Task input:
-- -- --

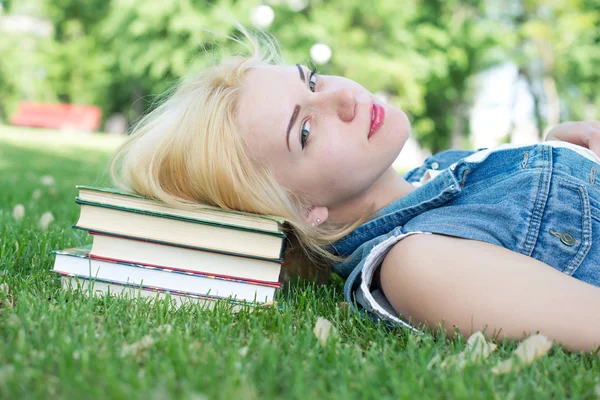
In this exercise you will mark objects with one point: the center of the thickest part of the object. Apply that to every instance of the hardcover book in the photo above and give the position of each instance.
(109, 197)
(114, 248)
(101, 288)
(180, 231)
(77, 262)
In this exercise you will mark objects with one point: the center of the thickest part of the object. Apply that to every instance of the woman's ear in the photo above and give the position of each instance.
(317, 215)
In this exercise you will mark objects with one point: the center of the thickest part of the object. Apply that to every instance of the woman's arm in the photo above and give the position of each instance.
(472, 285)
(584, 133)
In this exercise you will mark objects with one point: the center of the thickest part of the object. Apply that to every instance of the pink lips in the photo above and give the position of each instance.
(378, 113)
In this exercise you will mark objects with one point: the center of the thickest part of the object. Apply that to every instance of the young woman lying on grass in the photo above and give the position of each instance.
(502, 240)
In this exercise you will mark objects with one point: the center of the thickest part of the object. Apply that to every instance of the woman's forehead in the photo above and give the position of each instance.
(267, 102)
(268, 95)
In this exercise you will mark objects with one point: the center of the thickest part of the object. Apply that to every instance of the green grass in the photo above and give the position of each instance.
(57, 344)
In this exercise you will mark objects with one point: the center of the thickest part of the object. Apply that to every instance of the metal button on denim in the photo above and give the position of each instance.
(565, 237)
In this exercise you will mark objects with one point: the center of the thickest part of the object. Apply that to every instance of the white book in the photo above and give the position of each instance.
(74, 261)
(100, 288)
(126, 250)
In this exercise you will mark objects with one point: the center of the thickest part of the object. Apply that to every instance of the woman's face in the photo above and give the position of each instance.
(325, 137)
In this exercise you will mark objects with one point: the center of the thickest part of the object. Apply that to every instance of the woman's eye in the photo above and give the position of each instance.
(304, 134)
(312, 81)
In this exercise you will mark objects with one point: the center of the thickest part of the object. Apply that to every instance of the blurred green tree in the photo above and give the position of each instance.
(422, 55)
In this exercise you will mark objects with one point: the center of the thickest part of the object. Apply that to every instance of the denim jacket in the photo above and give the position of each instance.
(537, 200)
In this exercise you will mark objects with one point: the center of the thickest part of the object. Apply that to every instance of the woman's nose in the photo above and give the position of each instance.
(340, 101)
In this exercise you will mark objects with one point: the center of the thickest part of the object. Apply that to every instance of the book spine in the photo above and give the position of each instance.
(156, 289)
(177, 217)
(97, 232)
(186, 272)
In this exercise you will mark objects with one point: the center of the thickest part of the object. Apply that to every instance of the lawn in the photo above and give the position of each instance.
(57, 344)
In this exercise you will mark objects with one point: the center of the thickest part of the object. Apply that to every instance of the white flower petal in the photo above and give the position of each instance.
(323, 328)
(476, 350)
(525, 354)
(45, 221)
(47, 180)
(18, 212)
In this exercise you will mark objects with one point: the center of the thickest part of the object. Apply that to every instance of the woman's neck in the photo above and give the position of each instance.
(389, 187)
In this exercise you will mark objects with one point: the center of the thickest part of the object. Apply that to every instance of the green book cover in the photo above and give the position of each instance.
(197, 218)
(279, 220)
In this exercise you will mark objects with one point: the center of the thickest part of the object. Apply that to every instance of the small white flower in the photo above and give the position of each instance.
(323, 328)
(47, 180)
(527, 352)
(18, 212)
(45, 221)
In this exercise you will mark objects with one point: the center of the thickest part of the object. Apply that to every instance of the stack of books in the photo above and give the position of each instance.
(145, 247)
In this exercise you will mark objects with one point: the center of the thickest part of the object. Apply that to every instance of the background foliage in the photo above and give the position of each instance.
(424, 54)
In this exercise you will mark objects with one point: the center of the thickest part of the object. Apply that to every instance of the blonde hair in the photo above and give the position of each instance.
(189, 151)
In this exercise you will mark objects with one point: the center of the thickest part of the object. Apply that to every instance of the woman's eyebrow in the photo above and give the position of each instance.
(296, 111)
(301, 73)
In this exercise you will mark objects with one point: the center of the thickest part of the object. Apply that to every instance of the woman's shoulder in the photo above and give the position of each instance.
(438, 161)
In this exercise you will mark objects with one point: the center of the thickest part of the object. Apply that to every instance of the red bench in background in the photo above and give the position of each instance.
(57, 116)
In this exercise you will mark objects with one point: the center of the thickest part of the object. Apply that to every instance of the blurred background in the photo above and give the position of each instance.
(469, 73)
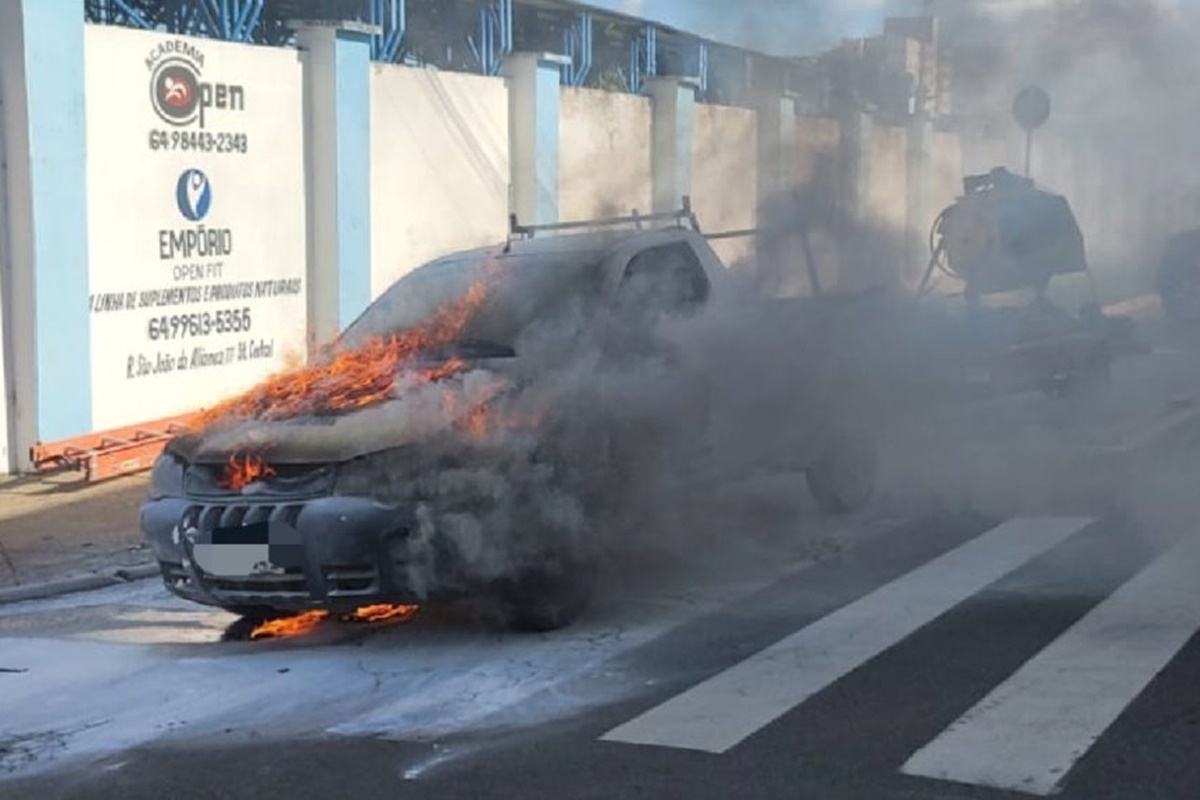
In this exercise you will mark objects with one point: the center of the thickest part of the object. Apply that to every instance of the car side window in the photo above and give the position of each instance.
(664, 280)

-- -- --

Instructions for the task:
Omit the pictures and reproduce the listing exactly.

Result of this task:
In this exercise you will mark objects with one point: the center of the thickest part of the object. Apply that to every instance of the hardcover book in the photo above and give the position of each instance.
(109, 197)
(114, 248)
(101, 288)
(180, 231)
(77, 262)
In this exercise you will mark objects with one point: the center of the thickest part of the object. Apply that to every instance of the woman's ear in the photo above and give the position of each instance.
(317, 215)
In this exercise you will mark objects with one point: the center of the thickest part of the object. Apply that to every instance of the woman's arm in the photo above and give the position of each instance.
(472, 285)
(584, 133)
In this exercise you will mark objects with one point: the center of the thickest part of the object. Apply that to every instance of the pink lips in the photo above and give the position of each instance.
(378, 113)
In this exercise you will mark objects with one point: the center of the thickest part of the object. Apply that to every instance of the young woman lying on grass in the photo above and give the position of each instance.
(502, 240)
In this exercise you will mark objects with one point: the center of the thickest part of the object. Apply that to every instance of the woman's forehead in the photo above and give the position of each instance.
(267, 102)
(268, 95)
In this exercise you will mark objects with one point: the center of the thickest part of the object. Apply that to every instance of the green grass in the photo above and give the position of each instance.
(57, 344)
In this exercise you will mark objects with one point: the center of the thickest part of the object. Apply that to every instance of the metal button on denim in the photo above and give the position of each instance.
(565, 237)
In this exercise you will mark objects with one point: the center of the thickest part of the object. Apply that to every instance of the white book in the photo above and give the position of each instance.
(74, 261)
(100, 288)
(126, 250)
In this exercise you will mark objects with one point: the center of the thickest part of the object. Apply that to every instance of the woman's face in the photo above and give the position of each instance.
(325, 137)
In this exercise you will mark objects with one point: the center of the thickest part of the object. Apply that to every instance of the woman's eye in the photo above and give the position of each instance.
(304, 134)
(312, 81)
In this exercise you will mark objects with one point: the center of the thickest part of the object. Apply that to every instance of the blurred green tree in the photo above and give the position of each instance.
(422, 55)
In this exercise you will mark objects with one point: the center of the thickest part of the object. Apply that to every instance of the denim jacket in the photo above and give the position of each instance.
(537, 200)
In this exercise you will mark objects with one point: the center of the thickest part of the object. Apply that to every instance of the woman's nose in the photo above and give the position of each instance.
(340, 101)
In this exercise you will mark objects with one point: the center of the thickest part of the object. Apply that to every instance of the book spine in the photo above and give the position of each instance.
(156, 289)
(177, 217)
(97, 232)
(186, 272)
In this exercise you will mark objects with one point: the center of the thickest part of the object. Apply that to every instance of the lawn in the photo above and give the position of each instance.
(57, 344)
In this exercise you will mark objects with one point: the center of the thickest part of the object. Apply that to every instance of the white flower petal in the photo above and give the position of each instance.
(323, 328)
(476, 350)
(525, 354)
(45, 221)
(47, 180)
(18, 212)
In this exercise you will mark objects with one point: the center of the thickest part of the object. Apply that to every instance of the woman's neck in the photo above and give the position of each instance.
(389, 187)
In this exercise you will mark objects with one point: the center of the thickest part of the object. Apply that to every instance of the green book cover in the photo above and give the position of each instance.
(197, 218)
(279, 220)
In this exercise you will mark objects with one point: the center of the thickest part of the object. Apply that to every instance of the small white flower in the photo above and give the position of each instance.
(323, 328)
(47, 180)
(527, 352)
(18, 212)
(45, 221)
In this exercise you will mark objects with one point: the center of the thickest part of the object. Apply that to every instance of the stack of books in the photo above and give the position of each instance.
(145, 247)
In this exercise you will mark objects with one point: the center of the thickest part of the object. Apply that to every instance of the background foliage in the photo above and give the position of each instance.
(424, 54)
In this exercise you will mark objects with one point: the center of the thickest part of the object. Apply that to every instance of the blonde hair in the photo above and give the position of each instance.
(189, 151)
In this exercise you will mark objects with one point: the center of the thickest part of the object. Apply that to every instance of the woman's eyebrow in the photo above and give the position of each instance.
(296, 111)
(301, 73)
In this exercise you will mark objects with one point: the center of the thickest part of the object. Apply that to every instance of the woman's shoulder in the photo above and give the position of each instance.
(438, 161)
In this exercise you will mark objects with one point: the center of the thickest part of the object. Apply that to every instance of the red bench in background in the photo above and give the position of each instance.
(57, 116)
In this exercise you will mark objects with one point: the center of the thickest part of the object. Apply that to every instance of the blurred background in the photo above and give the position of each instance.
(469, 73)
In this exercise you will mark objects with one point: the center of the thickest part of the object. Apply that to every instance of the car side window in the photo above and give the position of each instance.
(664, 280)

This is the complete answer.